**Listed entries:**
-------------------------

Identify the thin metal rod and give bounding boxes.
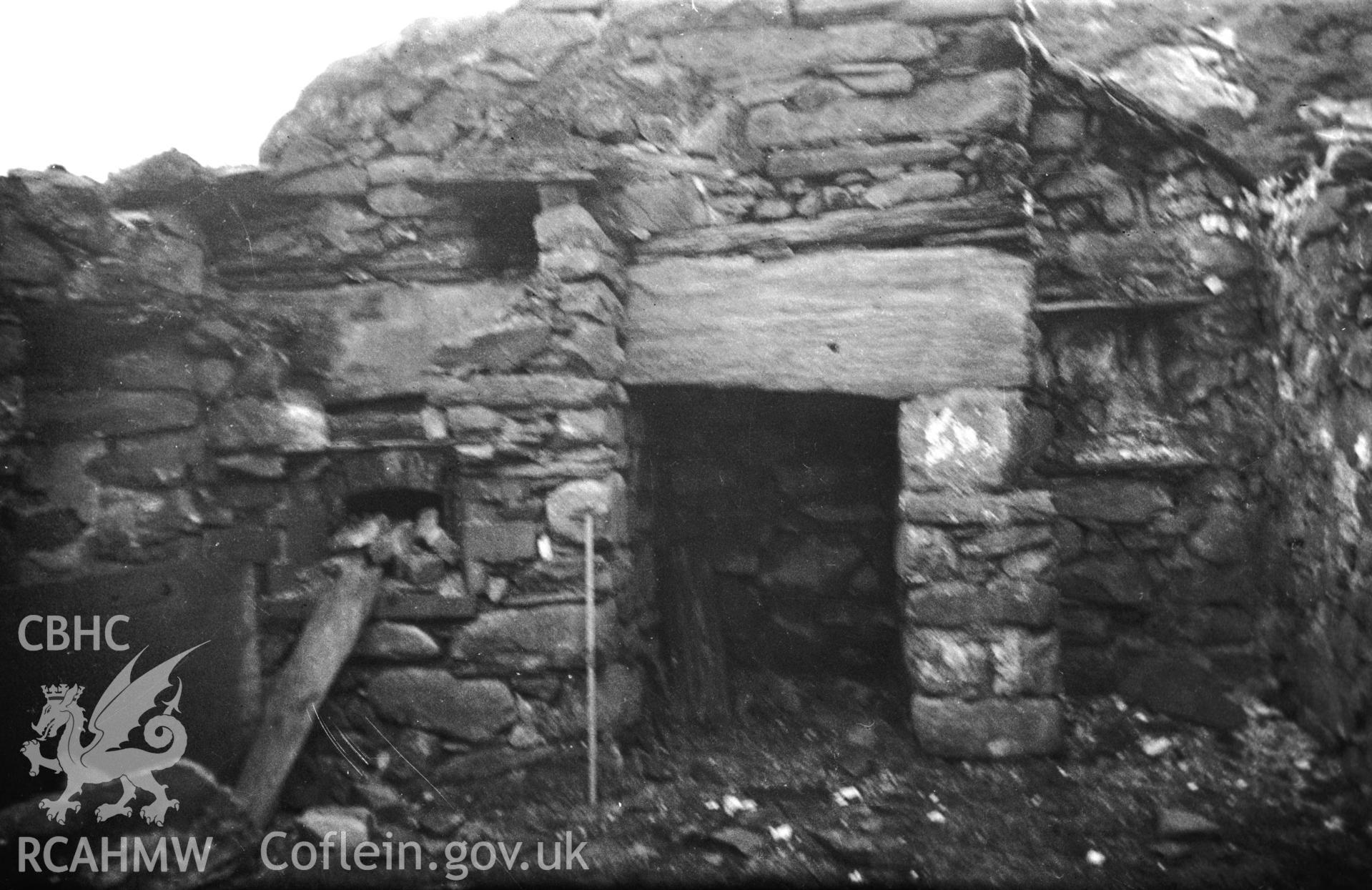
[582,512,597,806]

-------------------------

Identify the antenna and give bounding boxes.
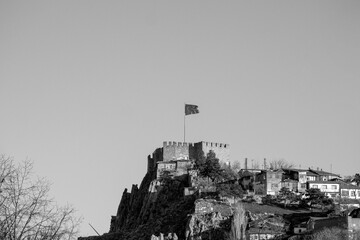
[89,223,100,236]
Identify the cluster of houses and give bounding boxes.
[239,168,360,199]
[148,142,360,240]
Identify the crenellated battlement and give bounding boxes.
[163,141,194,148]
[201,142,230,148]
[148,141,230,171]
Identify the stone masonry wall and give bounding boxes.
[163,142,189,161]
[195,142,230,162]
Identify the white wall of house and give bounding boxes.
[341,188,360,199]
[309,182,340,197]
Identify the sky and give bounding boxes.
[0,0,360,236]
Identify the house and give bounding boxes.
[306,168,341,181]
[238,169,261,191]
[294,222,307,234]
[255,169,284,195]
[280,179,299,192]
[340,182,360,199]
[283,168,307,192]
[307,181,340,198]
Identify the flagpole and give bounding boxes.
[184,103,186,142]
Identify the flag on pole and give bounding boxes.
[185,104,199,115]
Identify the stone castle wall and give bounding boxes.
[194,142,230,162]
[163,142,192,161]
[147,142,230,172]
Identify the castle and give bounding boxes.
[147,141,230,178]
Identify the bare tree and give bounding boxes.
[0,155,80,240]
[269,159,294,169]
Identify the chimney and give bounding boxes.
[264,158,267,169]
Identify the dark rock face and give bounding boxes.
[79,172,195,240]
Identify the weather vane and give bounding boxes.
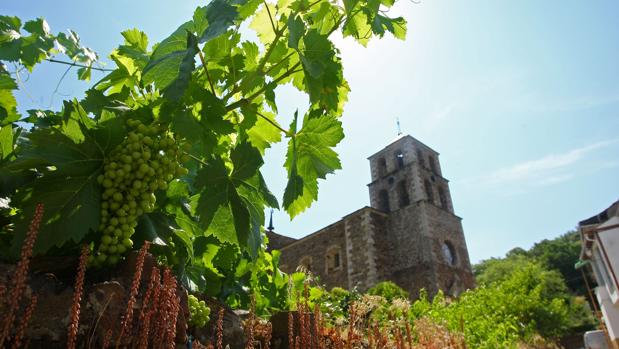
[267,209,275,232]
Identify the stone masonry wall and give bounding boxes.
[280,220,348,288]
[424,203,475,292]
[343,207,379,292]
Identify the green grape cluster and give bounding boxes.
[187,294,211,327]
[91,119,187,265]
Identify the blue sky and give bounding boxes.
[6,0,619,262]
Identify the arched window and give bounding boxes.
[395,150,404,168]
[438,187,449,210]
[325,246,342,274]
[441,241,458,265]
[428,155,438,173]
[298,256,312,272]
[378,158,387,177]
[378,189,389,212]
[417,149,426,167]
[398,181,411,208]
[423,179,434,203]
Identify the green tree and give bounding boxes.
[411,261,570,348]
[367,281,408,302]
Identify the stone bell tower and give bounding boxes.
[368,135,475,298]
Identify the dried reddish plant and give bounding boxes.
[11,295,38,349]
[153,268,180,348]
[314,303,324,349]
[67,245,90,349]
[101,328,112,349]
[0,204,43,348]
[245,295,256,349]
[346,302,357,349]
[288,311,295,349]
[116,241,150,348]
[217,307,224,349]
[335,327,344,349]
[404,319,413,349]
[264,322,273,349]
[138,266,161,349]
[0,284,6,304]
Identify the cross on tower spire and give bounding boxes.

-------------------------

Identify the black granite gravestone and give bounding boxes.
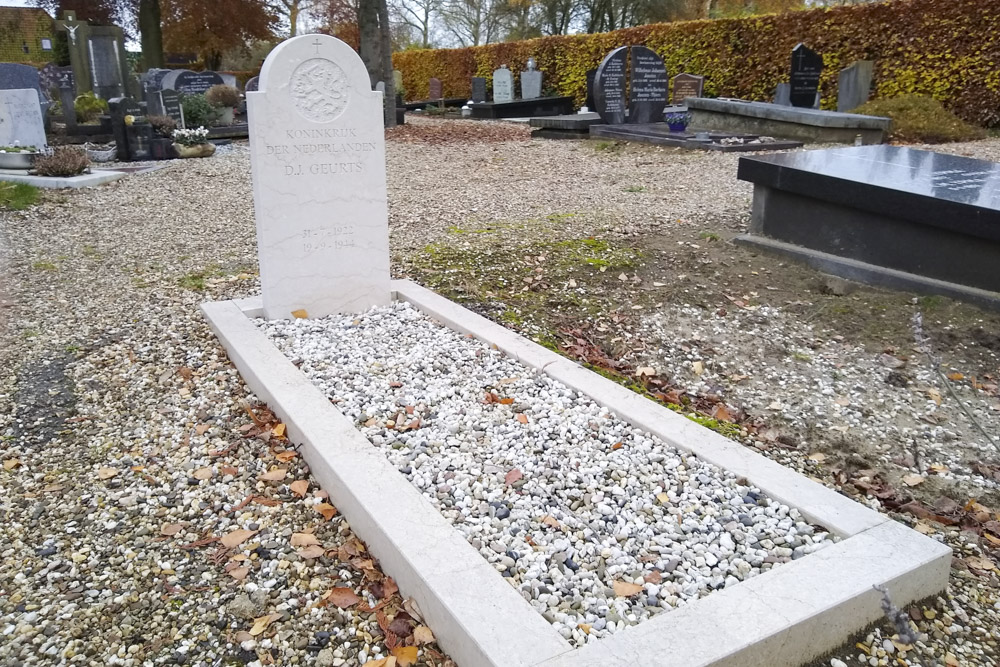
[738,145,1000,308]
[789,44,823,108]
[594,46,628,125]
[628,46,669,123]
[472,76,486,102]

-------------------------

**Required task:**
Carry over the lines starting at the one containing "Identify the dark" and ending at the one containing "[6,0,619,262]", keeping every line but leaving out the pictures, and add 87 to each coordinate in the bounding boxes.

**Written answer:**
Identify the dark rock face and give bounding boxes.
[166,259,282,327]
Identify the weather vane and give bounding boxes.
[354,296,362,319]
Identify the stone masonry wall and give bounding boxes.
[367,307,435,375]
[511,290,562,379]
[430,294,466,379]
Identify the green grape cluster and give bounding boxes.
[274,381,298,414]
[178,206,274,352]
Identify the blue sky and give bounding boxes.
[93,87,706,349]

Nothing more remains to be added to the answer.